Prompt:
Lines containing the word "road" are the ones to copy from the records below.

Data to examine:
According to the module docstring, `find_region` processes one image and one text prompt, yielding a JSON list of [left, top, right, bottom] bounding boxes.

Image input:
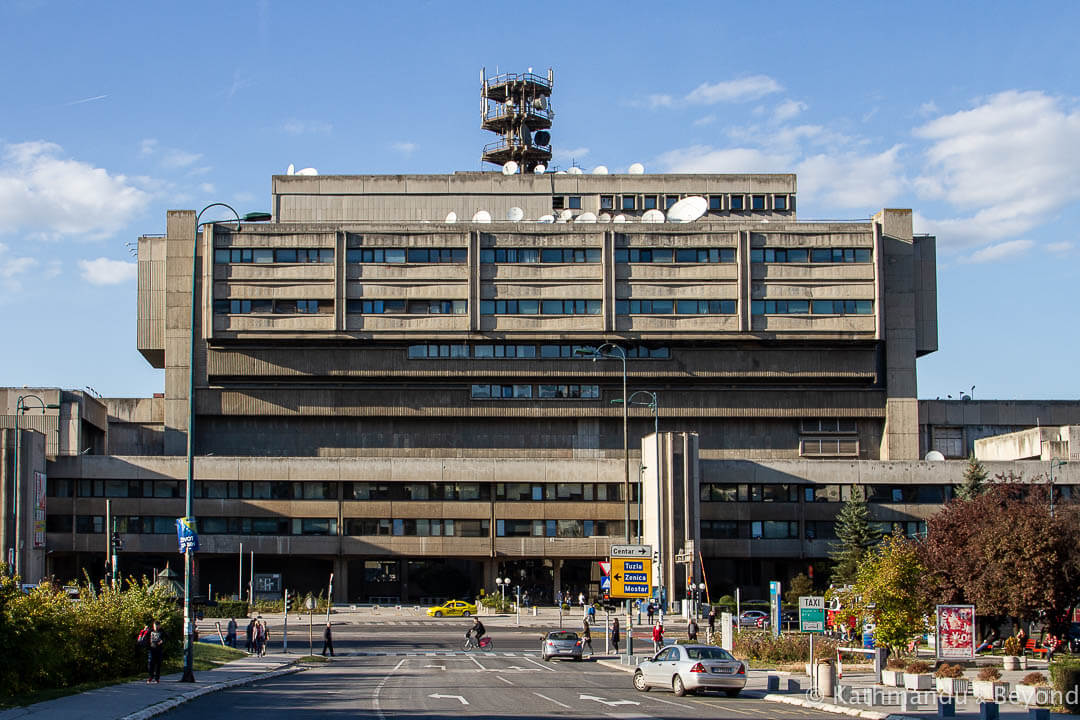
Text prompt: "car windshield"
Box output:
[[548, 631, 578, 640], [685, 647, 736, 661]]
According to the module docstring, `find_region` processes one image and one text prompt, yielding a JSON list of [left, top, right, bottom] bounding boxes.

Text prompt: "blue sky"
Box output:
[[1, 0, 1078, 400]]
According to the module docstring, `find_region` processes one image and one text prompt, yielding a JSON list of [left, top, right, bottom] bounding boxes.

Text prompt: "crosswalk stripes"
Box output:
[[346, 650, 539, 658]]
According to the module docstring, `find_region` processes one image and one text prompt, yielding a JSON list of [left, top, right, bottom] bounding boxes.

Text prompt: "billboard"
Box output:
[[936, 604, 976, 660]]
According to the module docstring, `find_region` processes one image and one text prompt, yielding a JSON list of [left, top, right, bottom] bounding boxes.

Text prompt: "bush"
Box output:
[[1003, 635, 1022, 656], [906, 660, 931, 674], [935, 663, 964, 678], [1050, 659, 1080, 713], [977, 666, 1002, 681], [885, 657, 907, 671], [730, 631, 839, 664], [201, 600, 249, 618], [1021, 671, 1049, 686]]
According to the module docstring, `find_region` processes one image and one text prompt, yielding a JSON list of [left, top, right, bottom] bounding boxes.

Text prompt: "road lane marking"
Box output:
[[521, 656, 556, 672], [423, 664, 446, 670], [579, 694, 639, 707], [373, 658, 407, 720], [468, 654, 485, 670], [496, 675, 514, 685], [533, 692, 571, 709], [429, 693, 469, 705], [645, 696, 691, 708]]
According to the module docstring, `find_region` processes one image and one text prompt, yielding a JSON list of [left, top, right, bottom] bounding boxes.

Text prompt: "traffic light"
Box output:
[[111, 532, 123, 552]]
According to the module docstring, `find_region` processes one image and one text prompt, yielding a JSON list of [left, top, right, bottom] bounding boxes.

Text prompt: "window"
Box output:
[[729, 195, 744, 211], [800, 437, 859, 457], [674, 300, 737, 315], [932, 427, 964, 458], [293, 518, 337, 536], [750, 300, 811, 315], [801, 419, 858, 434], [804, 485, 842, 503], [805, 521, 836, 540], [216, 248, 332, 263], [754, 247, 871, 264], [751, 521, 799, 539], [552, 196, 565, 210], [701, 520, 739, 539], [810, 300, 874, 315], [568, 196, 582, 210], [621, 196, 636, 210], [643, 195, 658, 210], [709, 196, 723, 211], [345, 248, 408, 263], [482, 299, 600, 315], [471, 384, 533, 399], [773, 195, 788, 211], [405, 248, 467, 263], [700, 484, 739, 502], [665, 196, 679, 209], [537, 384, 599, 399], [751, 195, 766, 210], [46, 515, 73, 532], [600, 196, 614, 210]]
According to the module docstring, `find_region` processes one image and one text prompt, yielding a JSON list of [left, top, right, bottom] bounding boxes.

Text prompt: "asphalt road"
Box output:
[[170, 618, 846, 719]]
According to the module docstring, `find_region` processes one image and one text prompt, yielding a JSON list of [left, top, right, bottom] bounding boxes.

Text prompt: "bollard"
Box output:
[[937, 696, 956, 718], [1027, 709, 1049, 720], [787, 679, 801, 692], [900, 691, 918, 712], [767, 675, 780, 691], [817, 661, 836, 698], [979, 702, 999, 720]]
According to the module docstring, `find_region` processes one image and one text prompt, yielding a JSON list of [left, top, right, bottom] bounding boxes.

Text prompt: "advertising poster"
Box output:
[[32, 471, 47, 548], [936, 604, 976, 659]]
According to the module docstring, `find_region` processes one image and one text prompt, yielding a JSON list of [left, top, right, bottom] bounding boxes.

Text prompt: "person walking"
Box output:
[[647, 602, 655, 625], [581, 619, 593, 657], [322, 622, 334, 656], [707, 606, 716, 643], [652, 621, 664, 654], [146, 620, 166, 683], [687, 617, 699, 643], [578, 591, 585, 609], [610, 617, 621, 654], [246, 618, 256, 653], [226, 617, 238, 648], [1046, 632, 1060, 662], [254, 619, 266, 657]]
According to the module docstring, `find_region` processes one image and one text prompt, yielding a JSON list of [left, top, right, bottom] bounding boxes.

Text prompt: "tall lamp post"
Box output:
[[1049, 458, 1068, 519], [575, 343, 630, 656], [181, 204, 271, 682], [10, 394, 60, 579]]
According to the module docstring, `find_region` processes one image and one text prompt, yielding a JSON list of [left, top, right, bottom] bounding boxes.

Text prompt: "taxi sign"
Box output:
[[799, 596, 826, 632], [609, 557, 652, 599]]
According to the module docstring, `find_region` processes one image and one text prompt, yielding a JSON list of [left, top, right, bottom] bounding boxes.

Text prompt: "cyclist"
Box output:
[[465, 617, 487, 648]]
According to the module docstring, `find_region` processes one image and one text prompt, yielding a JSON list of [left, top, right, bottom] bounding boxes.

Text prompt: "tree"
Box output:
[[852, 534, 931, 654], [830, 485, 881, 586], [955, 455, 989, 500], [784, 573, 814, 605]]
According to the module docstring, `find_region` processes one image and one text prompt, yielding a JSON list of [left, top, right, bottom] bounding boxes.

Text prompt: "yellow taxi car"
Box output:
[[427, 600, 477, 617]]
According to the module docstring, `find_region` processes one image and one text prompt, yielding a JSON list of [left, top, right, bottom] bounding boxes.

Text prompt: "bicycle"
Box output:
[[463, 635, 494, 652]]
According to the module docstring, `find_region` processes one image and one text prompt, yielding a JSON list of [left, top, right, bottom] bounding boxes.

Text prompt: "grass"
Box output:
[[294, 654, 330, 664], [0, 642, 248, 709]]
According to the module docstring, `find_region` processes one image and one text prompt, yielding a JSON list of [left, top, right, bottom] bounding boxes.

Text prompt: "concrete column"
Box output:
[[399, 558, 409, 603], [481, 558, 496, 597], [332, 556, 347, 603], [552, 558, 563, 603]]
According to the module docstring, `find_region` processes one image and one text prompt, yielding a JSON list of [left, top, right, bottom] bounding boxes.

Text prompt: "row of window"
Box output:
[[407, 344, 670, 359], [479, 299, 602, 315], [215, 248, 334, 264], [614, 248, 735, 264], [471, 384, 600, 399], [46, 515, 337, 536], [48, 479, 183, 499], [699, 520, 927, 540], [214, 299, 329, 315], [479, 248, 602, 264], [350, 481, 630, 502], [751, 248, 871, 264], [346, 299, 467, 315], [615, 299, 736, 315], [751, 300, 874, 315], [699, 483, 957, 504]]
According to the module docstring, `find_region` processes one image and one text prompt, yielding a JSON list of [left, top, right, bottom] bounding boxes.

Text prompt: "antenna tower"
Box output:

Exercise response:
Text prompt: "road lane marking"
Text prompt: "asphalt road"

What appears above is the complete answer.